**抜粋:**
==========

( 群馬県嬬恋村から東京・京橋の三ツ星店「シェ・イノ」でディナーを取るために妻の瞳さんと上京した原田理シェフ。今回はその続きです)
しゅわしゅわと音を立てながら、ソムリエがシャンパンをグラスに恭しく注ぐときには、何ともいえない高揚感のようなものがあります。レストランの席に付き、やっと着いたという思いと、これから始まるディナーへの高まる期待。充実した泡で喉を潤しながら、メニュ選びへと流れてゆく序曲のようなものでしょうか。
レストランの照明は明るすぎても、暗すぎても適切でなく、女性と料理が一番美しく見える明るさを維持するのが大事なところです。昼夜の明るさに合わせて光の中心がテーブルの真上に来るよう照明を調節します。昨今はインターネットレビューの為に写真を撮るケースは多いように感じますが、レストランの照明は、その瞬間に美しく見えるように設定されているのであって、写真を撮る場合の照明には適さないことが多いのです。各種レビューで美しく撮られた料理写真にとんと出会えないのは、そういった理由であるかとは思います。しかしながら、せっかくの記念にと思う向きにはフラッシュをたかずにデジタルカメラのシャッタースピードを落として撮ってみることをお勧めします。この方法だとセンスのない携帯電話のシャッター音がレストランに響き渡ることはないですし、素人が撮っても、ある程度は鑑賞に耐えるものが出来るでしょう。写真はともかく、レストランの洒落た過ごし方としては、熟練の職人が織り成す瞬間芸の数々を記憶に残すことに重点を置くほうが、後々思い出にひたり、共に食事をした人のことや、すばらしい味覚の余韻を長く楽しめるのではないかと思います。
食前酒を飲みながら、今日の食事の内容を決めるという作業は、レストランに入って最初の楽しみで、かつ、重要な作業でもあります。星付きレストランともなれば、メニュ表を見ながら、前向きに迷いながら相談して、サーヴィス係りを一定時間独占することも許されますし、また、パートナーと料理について会話がはずみ、期待値を高める時間でもあります。フランス料理が芸術たる所以はこういった、ともすればただの手間とも思える時間を、顧客に高尚な儀式を行なうときのような気持ちに錯覚させ、愉しませてしまうところなのではないかと思います。

==========

**生データ:**
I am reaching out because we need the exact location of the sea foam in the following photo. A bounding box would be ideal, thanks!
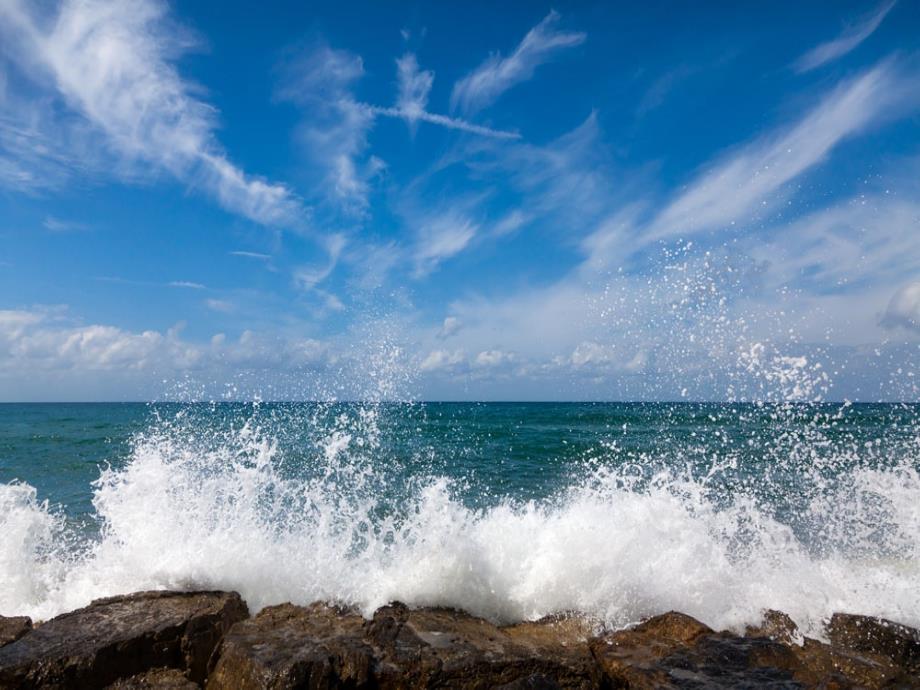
[0,405,920,635]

==========

**練習問題:**
1. 次の記述(a)〜(c)が抜粋の内容と合っているかどうかを判断し、それぞれ「はい」か「いいえ」で答えたうえで、決め手となる抜粋の言葉をそのまま引用してください。(a) レストランの照明は、写真を撮るのに適するように設定されている。(b) 記念に写真を撮るなら、フラッシュをたかずにシャッタースピードを落として撮ることが勧められている。(c) 星付きレストランでは、メニュ選びの際にサーヴィス係りを一定時間独占することも許される。
2. 抜粋のうち、「しゅわしゅわと音を立てながら」から「ろなのではないかと思います。」までの部分をすべて、一字も変えずに書き写してください。

**解答:**
1.
(a) いいえ。「レストランの照明は、その瞬間に美しく見えるように設定されているのであって、写真を撮る場合の照明には適さないことが多いのです」
(b) はい。「フラッシュをたかずにデジタルカメラのシャッタースピードを落として撮ってみることをお勧めします」
(c) はい。「星付きレストランともなれば、メニュ表を見ながら、前向きに迷いながら相談して、サーヴィス係りを一定時間独占することも許されます」

2.
しゅわしゅわと音を立てながら、ソムリエがシャンパンをグラスに恭しく注ぐときには、何ともいえない高揚感のようなものがあります。レストランの席に付き、やっと着いたという思いと、これから始まるディナーへの高まる期待。充実した泡で喉を潤しながら、メニュ選びへと流れてゆく序曲のようなものでしょうか。
レストランの照明は明るすぎても、暗すぎても適切でなく、女性と料理が一番美しく見える明るさを維持するのが大事なところです。昼夜の明るさに合わせて光の中心がテーブルの真上に来るよう照明を調節します。昨今はインターネットレビューの為に写真を撮るケースは多いように感じますが、レストランの照明は、その瞬間に美しく見えるように設定されているのであって、写真を撮る場合の照明には適さないことが多いのです。各種レビューで美しく撮られた料理写真にとんと出会えないのは、そういった理由であるかとは思います。しかしながら、せっかくの記念にと思う向きにはフラッシュをたかずにデジタルカメラのシャッタースピードを落として撮ってみることをお勧めします。この方法だとセンスのない携帯電話のシャッター音がレストランに響き渡ることはないですし、素人が撮っても、ある程度は鑑賞に耐えるものが出来るでしょう。写真はともかく、レストランの洒落た過ごし方としては、熟練の職人が織り成す瞬間芸の数々を記憶に残すことに重点を置くほうが、後々思い出にひたり、共に食事をした人のことや、すばらしい味覚の余韻を長く楽しめるのではないかと思います。
食前酒を飲みながら、今日の食事の内容を決めるという作業は、レストランに入って最初の楽しみで、かつ、重要な作業でもあります。星付きレストランともなれば、メニュ表を見ながら、前向きに迷いながら相談して、サーヴィス係りを一定時間独占することも許されますし、また、パートナーと料理について会話がはずみ、期待値を高める時間でもあります。フランス料理が芸術たる所以はこういった、ともすればただの手間とも思える時間を、顧客に高尚な儀式を行なうときのような気持ちに錯覚させ、愉しませてしまうところなのではないかと思います。